## Start Dataset extract

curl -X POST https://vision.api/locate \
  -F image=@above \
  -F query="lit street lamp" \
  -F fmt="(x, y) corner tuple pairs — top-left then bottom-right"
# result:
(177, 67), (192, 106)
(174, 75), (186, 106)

## End Dataset extract

Job - Please quote every line of the entries above verbatim, from start to finish.

Solution for this task -
curl -X POST https://vision.api/locate \
  -F image=@above \
  -F query="lit street lamp" \
  -F fmt="(x, y) corner tuple pairs — top-left then bottom-right"
# result:
(177, 67), (192, 106)
(174, 75), (186, 106)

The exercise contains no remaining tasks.